───── Supplied material

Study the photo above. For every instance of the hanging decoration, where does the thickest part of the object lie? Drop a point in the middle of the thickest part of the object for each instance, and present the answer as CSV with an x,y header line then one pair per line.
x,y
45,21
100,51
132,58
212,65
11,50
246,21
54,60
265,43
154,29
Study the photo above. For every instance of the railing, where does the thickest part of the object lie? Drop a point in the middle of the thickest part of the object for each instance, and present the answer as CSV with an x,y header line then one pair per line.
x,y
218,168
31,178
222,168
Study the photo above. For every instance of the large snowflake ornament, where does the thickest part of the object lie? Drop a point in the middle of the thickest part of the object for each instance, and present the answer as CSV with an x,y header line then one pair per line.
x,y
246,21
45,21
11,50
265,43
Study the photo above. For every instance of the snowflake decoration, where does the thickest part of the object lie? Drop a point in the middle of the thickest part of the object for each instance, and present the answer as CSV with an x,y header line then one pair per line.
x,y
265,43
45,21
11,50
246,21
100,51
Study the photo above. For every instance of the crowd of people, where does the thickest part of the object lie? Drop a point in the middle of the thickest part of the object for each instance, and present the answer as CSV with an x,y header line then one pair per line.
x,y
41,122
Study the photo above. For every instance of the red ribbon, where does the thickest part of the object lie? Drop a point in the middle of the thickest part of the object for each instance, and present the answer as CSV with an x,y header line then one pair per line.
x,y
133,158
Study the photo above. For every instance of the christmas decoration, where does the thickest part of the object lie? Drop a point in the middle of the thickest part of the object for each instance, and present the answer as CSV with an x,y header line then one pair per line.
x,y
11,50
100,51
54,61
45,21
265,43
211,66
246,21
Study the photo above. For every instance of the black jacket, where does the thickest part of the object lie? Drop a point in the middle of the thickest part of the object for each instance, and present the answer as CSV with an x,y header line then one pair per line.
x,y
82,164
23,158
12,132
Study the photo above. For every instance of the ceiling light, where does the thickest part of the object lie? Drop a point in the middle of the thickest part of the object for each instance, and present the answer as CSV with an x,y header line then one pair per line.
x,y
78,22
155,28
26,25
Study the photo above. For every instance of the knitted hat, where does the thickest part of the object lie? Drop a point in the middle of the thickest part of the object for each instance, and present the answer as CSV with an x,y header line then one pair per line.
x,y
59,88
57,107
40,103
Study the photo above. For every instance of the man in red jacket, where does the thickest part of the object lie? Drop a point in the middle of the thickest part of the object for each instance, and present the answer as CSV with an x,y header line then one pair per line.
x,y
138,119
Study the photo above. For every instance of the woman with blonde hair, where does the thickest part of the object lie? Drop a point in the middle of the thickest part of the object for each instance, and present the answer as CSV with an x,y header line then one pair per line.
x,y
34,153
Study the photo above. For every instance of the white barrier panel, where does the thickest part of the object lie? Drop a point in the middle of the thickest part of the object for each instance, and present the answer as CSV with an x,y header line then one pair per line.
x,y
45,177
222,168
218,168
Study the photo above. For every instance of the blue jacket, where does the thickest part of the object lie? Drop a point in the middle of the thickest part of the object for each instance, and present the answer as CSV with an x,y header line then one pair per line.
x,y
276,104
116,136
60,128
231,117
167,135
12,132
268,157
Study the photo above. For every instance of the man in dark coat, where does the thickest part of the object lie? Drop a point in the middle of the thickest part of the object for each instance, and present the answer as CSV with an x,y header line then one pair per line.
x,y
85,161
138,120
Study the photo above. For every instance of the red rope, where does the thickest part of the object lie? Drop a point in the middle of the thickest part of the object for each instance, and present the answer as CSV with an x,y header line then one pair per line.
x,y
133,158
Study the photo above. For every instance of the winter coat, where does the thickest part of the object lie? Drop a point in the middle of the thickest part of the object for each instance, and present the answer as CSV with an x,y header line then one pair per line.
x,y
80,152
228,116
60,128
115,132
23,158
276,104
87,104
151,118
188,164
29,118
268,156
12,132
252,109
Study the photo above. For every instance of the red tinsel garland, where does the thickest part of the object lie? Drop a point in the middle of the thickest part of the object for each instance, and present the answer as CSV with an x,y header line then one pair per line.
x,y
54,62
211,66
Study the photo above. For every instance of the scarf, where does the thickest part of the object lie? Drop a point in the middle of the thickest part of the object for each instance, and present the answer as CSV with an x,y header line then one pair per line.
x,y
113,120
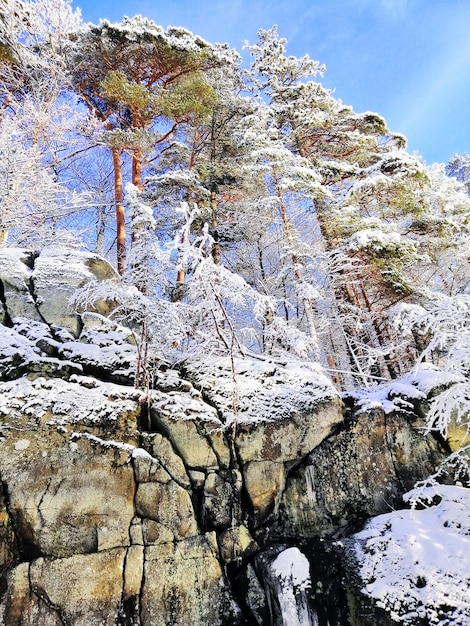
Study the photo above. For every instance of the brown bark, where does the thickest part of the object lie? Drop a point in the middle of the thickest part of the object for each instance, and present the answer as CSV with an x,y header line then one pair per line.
x,y
120,213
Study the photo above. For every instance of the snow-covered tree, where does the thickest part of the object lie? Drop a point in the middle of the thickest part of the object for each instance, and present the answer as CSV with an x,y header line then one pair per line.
x,y
141,82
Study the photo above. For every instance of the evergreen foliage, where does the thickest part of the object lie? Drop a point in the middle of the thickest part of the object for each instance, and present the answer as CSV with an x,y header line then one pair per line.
x,y
263,215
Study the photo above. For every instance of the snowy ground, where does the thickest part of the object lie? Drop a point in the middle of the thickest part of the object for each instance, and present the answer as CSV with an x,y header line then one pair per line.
x,y
416,563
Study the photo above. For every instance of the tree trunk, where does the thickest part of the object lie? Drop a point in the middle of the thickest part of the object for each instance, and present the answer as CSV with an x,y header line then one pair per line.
x,y
307,304
120,213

──────────

◆ Task goal ◆
Return each record as written, minus its images.

◆ Solution for this task ◆
Study the photo above. For every instance of the hanging decoration, where does the thickest part of the object lie? Drop a point in the middle of the thickest part of the object for each instance, and present the answer as CSV with an x,y header line then one pair per line.
x,y
45,21
100,51
132,58
212,65
11,50
246,21
54,60
265,43
154,29
Study the photo above. For every instance of the railing, where does the thickest part of the object lie? Drop a point in the middle of the thickest part of the object for each instance, and present the answer as CSV with an x,y header line then one pair per line.
x,y
218,168
31,178
222,168
Study the photo above. For every instance of the large snowflake ornament, where does the thickest part of the object lie? Drop a point in the middle of the thickest part of the object for each instance, and present the answer as CSV with an x,y header line then one pair per line.
x,y
246,21
45,21
11,50
265,43
Study the photo above. For every instance of the snowflake decoration, where does the thickest part of the object lie? Drop a point in the middle of the thickest part of the object for each instance, and present the answer as CSV with an x,y header line then one pair per line.
x,y
265,43
45,21
11,50
246,21
100,51
Study the photo above. For every instance of the crowd of people, where does the thickest part of the object lie? Drop a point in the middle of the thickest part of the object for each instance, and present the answer as CSV with an x,y header line then one pair per line.
x,y
41,122
Study the photo above. For every instance of the red ribbon, where does the thickest part of the object lie? Drop a point in the middle of the thickest part of the object for each instance, and present the answer as CSV with an x,y header line then one pair per line.
x,y
133,158
Study the photo above. For every instance of the christmas decoration, where does the thickest part of the object lie? Drop a point in the middle of the thickest part of the object for each instance, and present the answer as CSV with an x,y header line then one pair per line.
x,y
11,50
100,51
54,61
45,21
265,43
211,66
246,21
Study the photo above. For every instance of the black jacket, where does the thickest part of the object lie? Drop a point in the middle of the thickest part of the object for each instance, and present the answer as CSV with an x,y header line then one pair per line.
x,y
82,164
23,158
12,132
Study the photo above. For every instance of the ceiling light, where does the thickest part of the object lie? Drop a point in the middle of the thickest part of the object for each instance, and present the answer as CSV with an x,y header line then one pair per line.
x,y
78,22
155,28
26,25
Study the photo above. For every instance of the knitted hat, where does the thickest part of the object lie? Drop a point in the middle of the thickest part of the object for each instance, and present the answer as CSV with an x,y header line then one pair per line.
x,y
59,88
57,107
40,103
Study the photo above. For every instance of the man in red jacket, where does the thickest part of the object lie? Drop a point in the middle of the thickest part of the object for each instance, and present the answer as CSV with an x,y header line then one pair per line.
x,y
138,119
Study the photo above. For every instance of the woman with blonde hair, where does the thickest part of the object lie? Drop a point in the middle of the thickest part of the object for each instance, and present the answer as CSV with an x,y header line then one pair per line.
x,y
34,153
Study the photo above. For every instance of the white barrier panel, where does the thickest part of the object lie? Drop a point in the middle of the thickest part of the object for each instance, and present the answer as CSV with an x,y header line then one pair per line.
x,y
45,177
222,168
218,168
Study the photo above. For every instance of the blue jacket, where does the thickest part of the object lie? Drop a point in the middle of the thickest part of the object for each instance, and present the answer as CSV with an x,y header line then one pair per line.
x,y
276,104
116,136
60,128
231,117
167,135
12,132
268,157
Study the photo above. For every instance of the man in dark coat, where does the thickest part of the object lie? Drop a point in the middle of the thickest part of the object for each instance, and present the answer as CSV with an x,y header line then one pair per line.
x,y
85,161
138,120
Study the photo above. For every instance of the red rope, where does the thickest part of the object lie? Drop a point in the middle of the thickest part of the object for each instance, and present the answer as CSV with an x,y header line then one pair per line.
x,y
133,158
Study the photo above. For every instance of the winter coat, where does the thickest part of the object lie? Drop a point in the middle of the thickest part of the object for each instance, and present the answer as CSV with an x,y header line then one pair per line.
x,y
80,152
228,116
60,128
115,132
23,158
276,104
87,104
151,118
188,164
29,118
268,156
12,132
252,109
Study the photo above. For every instance of the red tinsel garland, where does the thickest part of the object lie? Drop a point in the middle of the thickest part of the object for each instance, and present the answer as CSV with an x,y header line then one pair per line.
x,y
54,62
211,66
Study the photo above. For every instance of the scarf, where does the thickest part of the object lie? Drop a point in the middle of the thickest part of the object for each instance, and present the answer as CSV with an x,y header line then one pair per line.
x,y
113,120
Study the photo above. For every instance of the brown bark, where does the thickest part of the object lie? Drop a point in the middle of the thickest part of the object for each instance, and present the answer as CSV with an x,y header line then one pair per line.
x,y
120,213
Study the photo above. For every instance of the snow-covered tree, where does the thickest part of the object lie? Drop a point in the middle of the thickest part of the object for each instance, and present the answer as CSV with an x,y header line then one pair per line.
x,y
141,82
Study the photo above. For every instance of the evergreen foliage, where does the thickest part of the object lie? Drop a point in the middle of the thickest part of the object for each instance, and present the answer as CSV with an x,y header line then one pair per line.
x,y
263,215
Study the photo above. For every instance of the snowy ground, where does the thickest part of the object lie? Drop a point in the middle of the thickest part of the object for each instance, and present the answer as CSV with an x,y header line then one pair per line.
x,y
416,563
Study the photo above. For every instance of the tree trunk, where does the thickest part of the object lie? Drop a point in the middle of the thickest part of the object for each instance, and present the answer as CSV with an x,y header line then one pair per line.
x,y
307,304
120,213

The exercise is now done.